Supreme's can have both push fit and screw section fitting - also both button and lever fill - but they all seem to have standard looking open nibs, and the caps are all screw fit.

 

Diplomas have both button and lever fill - probably also have both push and screw fitting sections (although I can only find screw examples in mine).

Late 1940s examples have the semi-hooded nibs and push fit caps, but earlier pens have the usual larger open nibs and screw fit caps.

 

I have three lizards, but only in the Supreme.                     The Diploma was the earliest of the two to be introduced, possibly some time in the late 1920s, with the Supreme introduced around 1940, I think.

 

Externally, it's the clips and cap rings that show the difference between the two models, but you'd need to see a reasonable quantity to understand the differences  -  early Diplomas having ball-ended clips, with later examples having metal cap jewels.          Later Supremes appear to share the same cap band as the Diploma.

(Prompt) From the text on Supreme and Diploma pens, repeat word for word the part that begins at the words "Diplomas have both" and stops after "1940, I think.".

(Record list)

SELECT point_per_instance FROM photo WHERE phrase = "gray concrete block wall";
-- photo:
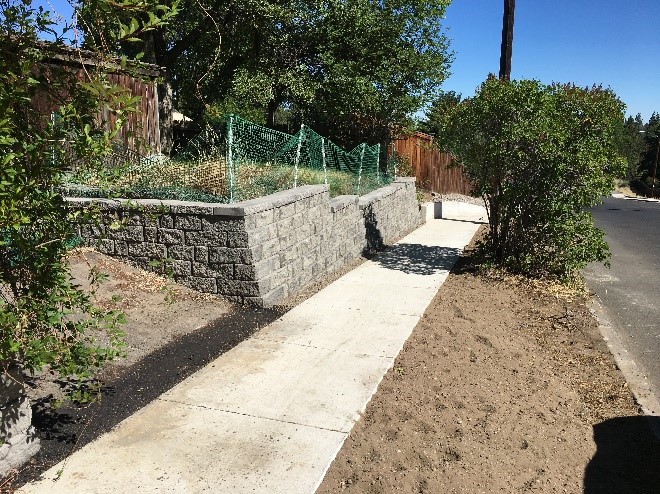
(258, 251)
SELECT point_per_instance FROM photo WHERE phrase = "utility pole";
(655, 167)
(507, 39)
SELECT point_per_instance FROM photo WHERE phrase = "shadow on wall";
(627, 458)
(418, 259)
(374, 238)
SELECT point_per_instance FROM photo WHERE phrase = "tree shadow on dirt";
(627, 458)
(418, 259)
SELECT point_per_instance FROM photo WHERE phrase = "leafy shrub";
(540, 156)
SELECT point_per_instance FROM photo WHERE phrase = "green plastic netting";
(231, 161)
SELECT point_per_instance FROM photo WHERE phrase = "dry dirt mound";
(500, 389)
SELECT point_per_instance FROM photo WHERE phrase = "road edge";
(637, 381)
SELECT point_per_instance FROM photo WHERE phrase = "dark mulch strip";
(66, 429)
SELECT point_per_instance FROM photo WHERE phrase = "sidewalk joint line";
(206, 407)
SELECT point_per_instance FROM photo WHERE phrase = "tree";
(348, 68)
(439, 112)
(651, 137)
(45, 320)
(631, 144)
(540, 156)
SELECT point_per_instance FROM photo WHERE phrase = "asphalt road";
(630, 290)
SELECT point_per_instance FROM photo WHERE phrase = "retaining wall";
(258, 251)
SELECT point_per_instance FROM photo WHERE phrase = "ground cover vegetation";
(348, 69)
(540, 156)
(46, 321)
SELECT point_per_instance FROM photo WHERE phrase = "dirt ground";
(501, 388)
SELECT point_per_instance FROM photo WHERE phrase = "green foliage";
(348, 69)
(45, 320)
(631, 144)
(651, 137)
(438, 116)
(540, 156)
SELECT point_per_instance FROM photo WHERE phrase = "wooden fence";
(431, 167)
(142, 129)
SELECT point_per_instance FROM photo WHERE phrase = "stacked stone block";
(258, 251)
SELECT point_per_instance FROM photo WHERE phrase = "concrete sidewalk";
(270, 415)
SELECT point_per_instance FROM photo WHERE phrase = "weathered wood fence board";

(Task solution)
Diplomas have both button and lever fill - probably also have both push and screw fitting sections (although I can only find screw examples in mine).

Late 1940s examples have the semi-hooded nibs and push fit caps, but earlier pens have the usual larger open nibs and screw fit caps.

 

I have three lizards, but only in the Supreme.                     The Diploma was the earliest of the two to be introduced, possibly some time in the late 1920s, with the Supreme introduced around 1940, I think.